--- Excerpted data ---
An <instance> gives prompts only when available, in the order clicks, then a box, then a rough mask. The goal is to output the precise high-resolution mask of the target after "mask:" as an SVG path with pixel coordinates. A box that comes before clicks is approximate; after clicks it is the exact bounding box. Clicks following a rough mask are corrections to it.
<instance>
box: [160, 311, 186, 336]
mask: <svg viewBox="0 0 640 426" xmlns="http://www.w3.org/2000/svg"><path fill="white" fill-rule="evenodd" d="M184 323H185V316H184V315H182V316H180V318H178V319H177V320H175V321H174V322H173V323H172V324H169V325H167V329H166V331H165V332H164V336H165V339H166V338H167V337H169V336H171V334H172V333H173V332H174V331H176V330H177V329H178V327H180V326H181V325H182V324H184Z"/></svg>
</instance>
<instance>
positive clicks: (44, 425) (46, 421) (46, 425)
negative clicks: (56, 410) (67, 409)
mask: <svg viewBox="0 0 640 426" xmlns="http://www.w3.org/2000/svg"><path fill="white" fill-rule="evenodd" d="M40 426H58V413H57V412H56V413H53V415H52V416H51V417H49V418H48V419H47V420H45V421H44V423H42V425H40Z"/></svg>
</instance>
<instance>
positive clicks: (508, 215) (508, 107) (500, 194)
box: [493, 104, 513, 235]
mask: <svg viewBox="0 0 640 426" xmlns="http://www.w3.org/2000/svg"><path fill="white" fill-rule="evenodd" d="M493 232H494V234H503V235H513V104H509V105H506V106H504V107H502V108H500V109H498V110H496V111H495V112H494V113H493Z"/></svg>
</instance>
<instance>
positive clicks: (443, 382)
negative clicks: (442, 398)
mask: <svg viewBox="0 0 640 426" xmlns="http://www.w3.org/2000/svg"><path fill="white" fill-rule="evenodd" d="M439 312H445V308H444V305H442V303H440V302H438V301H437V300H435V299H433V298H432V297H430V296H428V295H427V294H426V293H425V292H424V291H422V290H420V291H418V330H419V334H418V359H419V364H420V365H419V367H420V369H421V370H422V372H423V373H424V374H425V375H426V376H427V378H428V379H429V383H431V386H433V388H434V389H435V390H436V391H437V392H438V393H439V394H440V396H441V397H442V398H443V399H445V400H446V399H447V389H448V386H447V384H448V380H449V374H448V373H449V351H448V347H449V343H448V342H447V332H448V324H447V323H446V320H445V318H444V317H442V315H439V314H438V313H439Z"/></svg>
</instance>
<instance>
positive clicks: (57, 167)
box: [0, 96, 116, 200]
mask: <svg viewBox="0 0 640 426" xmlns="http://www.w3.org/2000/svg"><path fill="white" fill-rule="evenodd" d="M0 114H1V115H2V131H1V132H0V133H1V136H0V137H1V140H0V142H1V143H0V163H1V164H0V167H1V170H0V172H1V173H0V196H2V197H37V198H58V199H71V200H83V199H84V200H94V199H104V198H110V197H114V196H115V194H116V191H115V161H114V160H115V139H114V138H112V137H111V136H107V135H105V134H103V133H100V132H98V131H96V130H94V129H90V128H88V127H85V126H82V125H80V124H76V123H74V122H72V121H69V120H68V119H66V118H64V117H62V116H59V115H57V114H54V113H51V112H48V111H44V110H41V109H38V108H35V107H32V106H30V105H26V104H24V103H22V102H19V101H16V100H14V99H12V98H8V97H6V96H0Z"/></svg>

--- Problem to work on ---
Can you rewrite the stretch from the start of the data through the line containing "box: [160, 311, 186, 336]", with "rough mask" replaced by "coarse mask" and everything else unchanged, giving only those lines?

--- Expected answer ---
An <instance> gives prompts only when available, in the order clicks, then a box, then a coarse mask. The goal is to output the precise high-resolution mask of the target after "mask:" as an SVG path with pixel coordinates. A box that comes before clicks is approximate; after clicks it is the exact bounding box. Clicks following a coarse mask are corrections to it.
<instance>
box: [160, 311, 186, 336]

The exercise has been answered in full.